◆ **ABOUT THIS TASK**:
Each line from the one containing "For every instance of the green" through the last line of the data below is to be written out verbatim, and nothing more.

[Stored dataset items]
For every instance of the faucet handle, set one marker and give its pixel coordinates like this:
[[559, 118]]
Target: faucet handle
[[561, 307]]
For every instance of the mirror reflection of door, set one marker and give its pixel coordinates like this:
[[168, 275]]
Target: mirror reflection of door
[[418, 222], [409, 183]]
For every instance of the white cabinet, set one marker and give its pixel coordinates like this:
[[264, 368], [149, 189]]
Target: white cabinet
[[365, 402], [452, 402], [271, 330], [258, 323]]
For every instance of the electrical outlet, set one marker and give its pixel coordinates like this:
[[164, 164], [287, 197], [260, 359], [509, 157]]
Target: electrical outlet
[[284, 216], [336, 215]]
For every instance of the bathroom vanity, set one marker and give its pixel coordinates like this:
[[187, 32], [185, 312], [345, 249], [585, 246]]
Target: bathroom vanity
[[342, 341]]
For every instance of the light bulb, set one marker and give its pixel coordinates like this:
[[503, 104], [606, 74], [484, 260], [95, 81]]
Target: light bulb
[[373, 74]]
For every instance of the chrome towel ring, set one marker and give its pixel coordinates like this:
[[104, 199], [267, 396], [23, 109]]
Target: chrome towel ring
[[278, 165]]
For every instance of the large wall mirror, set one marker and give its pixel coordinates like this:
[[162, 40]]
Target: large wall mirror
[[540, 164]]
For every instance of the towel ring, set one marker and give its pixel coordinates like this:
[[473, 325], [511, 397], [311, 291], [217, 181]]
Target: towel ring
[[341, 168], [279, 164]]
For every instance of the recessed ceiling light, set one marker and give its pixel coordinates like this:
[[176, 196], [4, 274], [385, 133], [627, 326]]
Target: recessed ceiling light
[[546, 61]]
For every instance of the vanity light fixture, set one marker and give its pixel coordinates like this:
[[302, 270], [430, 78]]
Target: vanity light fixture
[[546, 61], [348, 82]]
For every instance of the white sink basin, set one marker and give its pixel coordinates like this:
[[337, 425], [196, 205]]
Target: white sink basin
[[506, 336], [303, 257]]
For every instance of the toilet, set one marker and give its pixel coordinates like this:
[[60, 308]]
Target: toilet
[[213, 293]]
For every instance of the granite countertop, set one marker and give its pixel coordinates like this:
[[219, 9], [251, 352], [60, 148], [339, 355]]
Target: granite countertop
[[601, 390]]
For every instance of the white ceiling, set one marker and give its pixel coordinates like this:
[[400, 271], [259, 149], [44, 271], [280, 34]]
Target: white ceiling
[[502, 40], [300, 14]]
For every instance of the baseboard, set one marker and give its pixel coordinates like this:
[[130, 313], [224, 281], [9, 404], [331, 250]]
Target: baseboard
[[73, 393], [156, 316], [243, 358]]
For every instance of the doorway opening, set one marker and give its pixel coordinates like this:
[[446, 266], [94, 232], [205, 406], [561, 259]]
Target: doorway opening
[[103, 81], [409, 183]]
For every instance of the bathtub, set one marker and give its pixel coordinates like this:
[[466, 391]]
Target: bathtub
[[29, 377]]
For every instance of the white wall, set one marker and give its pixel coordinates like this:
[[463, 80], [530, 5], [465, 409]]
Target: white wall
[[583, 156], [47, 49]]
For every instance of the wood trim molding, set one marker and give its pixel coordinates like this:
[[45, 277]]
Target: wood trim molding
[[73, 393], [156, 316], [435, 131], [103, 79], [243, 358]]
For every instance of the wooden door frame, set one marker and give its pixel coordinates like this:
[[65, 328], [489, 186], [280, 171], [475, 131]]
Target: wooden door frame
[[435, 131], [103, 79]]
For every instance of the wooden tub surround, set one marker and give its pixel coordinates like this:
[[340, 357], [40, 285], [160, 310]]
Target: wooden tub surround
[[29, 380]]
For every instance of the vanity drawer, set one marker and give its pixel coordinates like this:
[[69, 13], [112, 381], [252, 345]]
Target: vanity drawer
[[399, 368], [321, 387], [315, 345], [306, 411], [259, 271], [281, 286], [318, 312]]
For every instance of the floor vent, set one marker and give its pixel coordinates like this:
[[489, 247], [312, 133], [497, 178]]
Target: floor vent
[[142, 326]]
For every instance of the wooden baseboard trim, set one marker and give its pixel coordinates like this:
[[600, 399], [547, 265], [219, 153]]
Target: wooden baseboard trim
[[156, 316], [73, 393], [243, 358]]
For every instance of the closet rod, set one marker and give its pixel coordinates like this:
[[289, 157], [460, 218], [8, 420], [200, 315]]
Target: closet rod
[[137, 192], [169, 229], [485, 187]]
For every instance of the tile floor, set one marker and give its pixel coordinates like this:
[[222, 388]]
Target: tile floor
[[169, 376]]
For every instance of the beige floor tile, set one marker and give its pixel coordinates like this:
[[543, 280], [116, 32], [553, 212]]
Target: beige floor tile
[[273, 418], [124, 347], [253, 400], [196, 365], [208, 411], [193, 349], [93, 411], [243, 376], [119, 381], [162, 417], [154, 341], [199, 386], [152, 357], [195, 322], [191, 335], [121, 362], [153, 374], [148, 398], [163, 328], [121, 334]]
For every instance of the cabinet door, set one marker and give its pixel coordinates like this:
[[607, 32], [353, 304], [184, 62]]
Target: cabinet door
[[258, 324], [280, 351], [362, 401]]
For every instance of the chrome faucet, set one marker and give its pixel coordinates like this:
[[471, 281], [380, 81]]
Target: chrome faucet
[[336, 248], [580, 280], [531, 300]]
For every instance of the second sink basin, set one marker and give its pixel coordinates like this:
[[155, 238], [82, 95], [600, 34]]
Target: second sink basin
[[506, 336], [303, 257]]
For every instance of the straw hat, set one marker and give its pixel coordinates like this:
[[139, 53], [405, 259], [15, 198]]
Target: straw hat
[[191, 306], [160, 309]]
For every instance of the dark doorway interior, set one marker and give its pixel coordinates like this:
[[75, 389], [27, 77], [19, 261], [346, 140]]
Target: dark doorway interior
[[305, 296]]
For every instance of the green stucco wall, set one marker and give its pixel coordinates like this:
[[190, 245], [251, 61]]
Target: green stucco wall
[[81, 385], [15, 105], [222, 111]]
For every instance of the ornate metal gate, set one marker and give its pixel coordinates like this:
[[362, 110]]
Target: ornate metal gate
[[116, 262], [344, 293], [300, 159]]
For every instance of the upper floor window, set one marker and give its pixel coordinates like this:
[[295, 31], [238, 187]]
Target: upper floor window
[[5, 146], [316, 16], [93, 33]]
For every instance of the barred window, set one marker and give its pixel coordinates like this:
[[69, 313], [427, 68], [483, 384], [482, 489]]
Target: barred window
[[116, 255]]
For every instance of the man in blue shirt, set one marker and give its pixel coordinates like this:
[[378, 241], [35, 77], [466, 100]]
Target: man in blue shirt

◆ **RESULT**:
For every instance of the green stucco wall, set one marker and give its pixel coordinates like this:
[[190, 245], [251, 61]]
Target: green stucco wall
[[81, 385], [15, 105], [222, 111]]
For every instance of the ornate metal gate, set one marker and give its pixel coordinates like this:
[[362, 110]]
Target: ornate metal gate
[[116, 262], [344, 293], [300, 159]]
For every instance of the upper floor window, set one marker and give its pixel coordinates like this:
[[295, 31], [238, 187]]
Target: upper floor window
[[5, 146], [316, 16], [93, 33]]
For every instance of the barred window, set one marker and give its pixel coordinates like this:
[[69, 313], [427, 68], [483, 384], [482, 489]]
Target: barred window
[[116, 255]]
For every instance of the man in blue shirt, set one marker and give its pixel coordinates like this:
[[378, 241], [35, 77], [466, 100]]
Target: man in blue shirt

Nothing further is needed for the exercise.